▶ [Records shown]:

◆ ◆ ◆ ◆

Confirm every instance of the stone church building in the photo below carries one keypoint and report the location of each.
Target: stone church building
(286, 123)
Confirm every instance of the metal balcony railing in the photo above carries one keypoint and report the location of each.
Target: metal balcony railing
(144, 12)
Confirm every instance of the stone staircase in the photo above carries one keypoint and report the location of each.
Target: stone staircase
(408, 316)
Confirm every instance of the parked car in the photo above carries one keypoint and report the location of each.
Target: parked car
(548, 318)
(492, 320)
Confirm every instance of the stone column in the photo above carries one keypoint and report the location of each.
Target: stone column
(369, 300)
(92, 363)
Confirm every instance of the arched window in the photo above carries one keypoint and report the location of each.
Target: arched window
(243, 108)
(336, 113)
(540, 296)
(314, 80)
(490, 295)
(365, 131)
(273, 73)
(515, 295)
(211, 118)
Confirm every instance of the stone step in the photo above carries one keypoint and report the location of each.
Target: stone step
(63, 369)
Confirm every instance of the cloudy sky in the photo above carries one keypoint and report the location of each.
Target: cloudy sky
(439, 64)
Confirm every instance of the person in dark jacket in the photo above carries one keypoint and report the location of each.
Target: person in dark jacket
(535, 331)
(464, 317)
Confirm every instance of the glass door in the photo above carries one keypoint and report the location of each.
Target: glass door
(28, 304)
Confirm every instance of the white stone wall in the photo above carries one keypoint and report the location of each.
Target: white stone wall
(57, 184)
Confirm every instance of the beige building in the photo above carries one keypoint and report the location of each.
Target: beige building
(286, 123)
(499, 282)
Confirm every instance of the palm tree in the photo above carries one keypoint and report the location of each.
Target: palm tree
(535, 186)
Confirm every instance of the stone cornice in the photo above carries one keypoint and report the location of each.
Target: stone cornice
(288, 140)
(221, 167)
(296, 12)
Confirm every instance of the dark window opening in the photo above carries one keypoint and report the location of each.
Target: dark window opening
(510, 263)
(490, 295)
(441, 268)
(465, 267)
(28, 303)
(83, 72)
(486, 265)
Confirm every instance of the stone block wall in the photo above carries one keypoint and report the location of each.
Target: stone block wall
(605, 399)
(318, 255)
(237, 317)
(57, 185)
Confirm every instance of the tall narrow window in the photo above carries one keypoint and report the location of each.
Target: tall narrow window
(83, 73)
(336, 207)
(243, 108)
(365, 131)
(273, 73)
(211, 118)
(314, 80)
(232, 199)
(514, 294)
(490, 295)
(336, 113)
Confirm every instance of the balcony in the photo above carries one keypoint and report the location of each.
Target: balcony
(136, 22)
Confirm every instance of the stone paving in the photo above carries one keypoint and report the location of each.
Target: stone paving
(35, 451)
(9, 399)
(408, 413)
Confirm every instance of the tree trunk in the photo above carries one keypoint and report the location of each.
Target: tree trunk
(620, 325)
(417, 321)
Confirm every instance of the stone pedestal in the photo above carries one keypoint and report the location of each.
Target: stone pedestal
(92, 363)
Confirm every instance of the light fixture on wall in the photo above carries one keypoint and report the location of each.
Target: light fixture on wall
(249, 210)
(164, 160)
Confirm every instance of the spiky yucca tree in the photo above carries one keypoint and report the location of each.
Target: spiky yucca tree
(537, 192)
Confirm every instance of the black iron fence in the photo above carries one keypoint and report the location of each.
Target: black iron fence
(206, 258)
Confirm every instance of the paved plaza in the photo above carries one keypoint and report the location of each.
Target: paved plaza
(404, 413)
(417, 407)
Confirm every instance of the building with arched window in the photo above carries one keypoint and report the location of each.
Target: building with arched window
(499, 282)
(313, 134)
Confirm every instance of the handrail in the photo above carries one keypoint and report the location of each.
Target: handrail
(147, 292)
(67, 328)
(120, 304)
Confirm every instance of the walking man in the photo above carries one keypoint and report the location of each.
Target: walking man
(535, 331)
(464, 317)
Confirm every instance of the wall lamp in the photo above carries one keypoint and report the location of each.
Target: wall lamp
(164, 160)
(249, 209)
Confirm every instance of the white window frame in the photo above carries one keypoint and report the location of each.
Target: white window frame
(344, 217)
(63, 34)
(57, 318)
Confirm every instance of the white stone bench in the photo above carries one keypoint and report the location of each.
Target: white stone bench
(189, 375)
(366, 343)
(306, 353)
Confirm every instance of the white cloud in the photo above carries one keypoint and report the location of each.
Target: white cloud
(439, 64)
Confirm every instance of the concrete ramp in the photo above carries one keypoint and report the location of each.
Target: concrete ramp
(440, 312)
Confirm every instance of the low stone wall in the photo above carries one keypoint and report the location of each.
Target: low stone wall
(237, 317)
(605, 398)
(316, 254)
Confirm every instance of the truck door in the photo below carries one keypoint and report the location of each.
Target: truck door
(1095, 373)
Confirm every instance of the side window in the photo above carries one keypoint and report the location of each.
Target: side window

◆ ◆ ◆ ◆

▶ [What the task requires]: From the listing above, copy every line that includes the word "side".

▶ [Finished exercise]:
Confirm every instance of the side window in the photo above carries one keypoint and report the location of each.
Target: side window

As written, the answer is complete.